Sezione del documento »
-=-=-

Io, gli altri e il corona virus

In questo periodo la maggior parte delle persone in Italia sta cercando, con notevoli sforzi, di attenersi alle indicazioni fornite dal governo per il contenimento dell’epidemia di corona virus. Si sono però riscontrate numerose trasgressioni da parte di singoli o gruppi che, per ragioni più o meno comprensibili, hanno ignorato bellamente  queste indicazioni. In altre parole, queste persone hanno ritenuto che le informazioni e gli avvertimenti trasmessi non li riguardassero personalmente, si sono sentiti dispensati e hanno considerato più importante soddisfare altre esigenze. Si tratta ora di capire cosa li ha spinti a questi comportamenti e che tipo di messaggio potrebbe essere efficace per  arginarne gli effetti negativi. 

La ricerca nel campo dell’influenza sociale ha da molto tempo rilevato che le persone tendono a pensare che gli altri siano più influenzabili dai messaggi trasmessi dai media di quanto lo sono loro  (Effetto terza persona, Davison, 1983). Sono state poi individuate due componenti di questo effetto (Gunther & Storey, 2003): il bias percettivo “riguarda più gli altri che me” e - sulla base di questa percezione -  la tendenza a trascurare il messaggio e a non seguirne le indicazioni.  

E’importante capire se l’effetto terza persona si attiva anche in merito a informazioni riguardanti la salute quando questa è in qualche modo minacciata. In uno studio condotto con oltre mille studenti in Taiwan all’epoca dell’influenza aviaria (Wei, Lo, e Lu 2008), si è riscontrato un chiaro effetto terza persona: complessivamente i partecipanti hanno teso a pensare che gli avvertimenti circa la malattia riguardassero e influenzassero più gli altri che loro stessi. Quindi si è visto che anche messaggi informativi riguardanti rischi per la salute possono produrre il bias percettivo. Tale bias è anche risultato correlato negativamente con l’intenzione di mettere in atto comportamenti adeguati (in quel caso la ricerca di informazioni e di farmaci antivirus). Tuttavia, si è anche visto che più gli individui erano informati sull’aviaria e più sono stati personalmente influenzati dagli avvertimenti e intenzionati a seguirne le indicazioni. In altre parole, una maggiore informazione ha ridotto la discrepanza sé-altri, l’effetto terza persona, sia a livello percettivo sia a livello di intenzioni comportamentali.

-=-=-

Materiale fornito »
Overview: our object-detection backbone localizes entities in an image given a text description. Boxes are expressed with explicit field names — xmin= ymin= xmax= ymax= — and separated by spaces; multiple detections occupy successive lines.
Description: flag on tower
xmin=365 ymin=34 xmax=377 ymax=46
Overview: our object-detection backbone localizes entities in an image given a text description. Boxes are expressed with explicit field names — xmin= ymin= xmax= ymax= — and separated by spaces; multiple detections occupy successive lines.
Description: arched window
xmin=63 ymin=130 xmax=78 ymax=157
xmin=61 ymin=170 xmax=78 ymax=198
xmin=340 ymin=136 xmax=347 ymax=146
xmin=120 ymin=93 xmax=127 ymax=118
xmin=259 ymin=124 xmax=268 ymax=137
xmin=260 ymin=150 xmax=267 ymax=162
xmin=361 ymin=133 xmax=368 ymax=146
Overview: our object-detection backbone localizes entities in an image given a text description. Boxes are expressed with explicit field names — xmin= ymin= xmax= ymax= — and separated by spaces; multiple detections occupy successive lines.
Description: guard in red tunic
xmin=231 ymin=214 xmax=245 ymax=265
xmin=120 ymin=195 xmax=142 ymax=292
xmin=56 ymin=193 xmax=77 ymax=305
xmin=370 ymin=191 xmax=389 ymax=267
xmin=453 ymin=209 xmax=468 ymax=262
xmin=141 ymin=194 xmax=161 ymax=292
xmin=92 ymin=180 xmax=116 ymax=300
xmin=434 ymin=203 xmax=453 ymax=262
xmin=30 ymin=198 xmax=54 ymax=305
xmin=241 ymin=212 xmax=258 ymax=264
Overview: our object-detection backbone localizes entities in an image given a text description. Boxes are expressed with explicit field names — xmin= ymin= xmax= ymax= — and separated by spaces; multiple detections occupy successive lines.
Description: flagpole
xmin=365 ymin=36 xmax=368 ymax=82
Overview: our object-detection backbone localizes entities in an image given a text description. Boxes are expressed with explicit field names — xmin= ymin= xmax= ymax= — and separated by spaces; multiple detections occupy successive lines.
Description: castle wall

-=-=-

Scopo del compito »
Prosegui il testo sul coronavirus e l'effetto terza persona, cominciando subito dopo l'ultima frase riportata.

Spazio risposta »
La situazione nella quale viviamo – la pandemia di corona virus - appare assai complicata perché le fonti di informazione, più o meno attendibili e a volte contradditorie, si sono moltiplicate e hanno creato una overdose comunicativa. A questo si aggiunga che il target della comunicazione è l’intera popolazione italiana. E’quindi importante che le informazioni provengano da un’unica fonte delegata a farlo e riconosciuta da tutti come autorevole. Tuttavia anche questo non è apparso sufficiente, come si è visto dalle numerose trasgressioni che si sono verificate. Quasi cent’anni fa gli studiosi dell’opinione pubblica rilevarono, dopo molti fallimenti, che la popolazione non andava considerata come una massa indistinta e omogenea, ma come un insieme articolato che si differenzia per età, genere, ruolo e condizione. Questo insieme ragiona, reagisce e si comporta in modi disparati. Solo accostandosi maggiormente a ciascuno di questi diversi gruppi è possibile evitare che l’effetto terza persona agisca, creando un pericolo per tutti. Se è quindi importante che la fonte sia unica e attendibile è altrettanto importante che i suoi messaggi tengano conto di queste diversità, rivolgendosi con specifici avvertimenti e indicazioni a ciascuno di essi. 

 

Riferimenti bibliografici

Davison, W. P. (1983). The third-person effect in communication. Public Opinion Quarterly, 47, 1-13. 

Gunther, A., & Storey, D. (2003). The influence of presumed influence. Journal of Communication, 53, 199-215. 

Wei, R., Lo, V. H. e Lu, H-Y (2008). Third-Person Effects of Health News. American Behavioral Scientist, 52, 2, 261-277.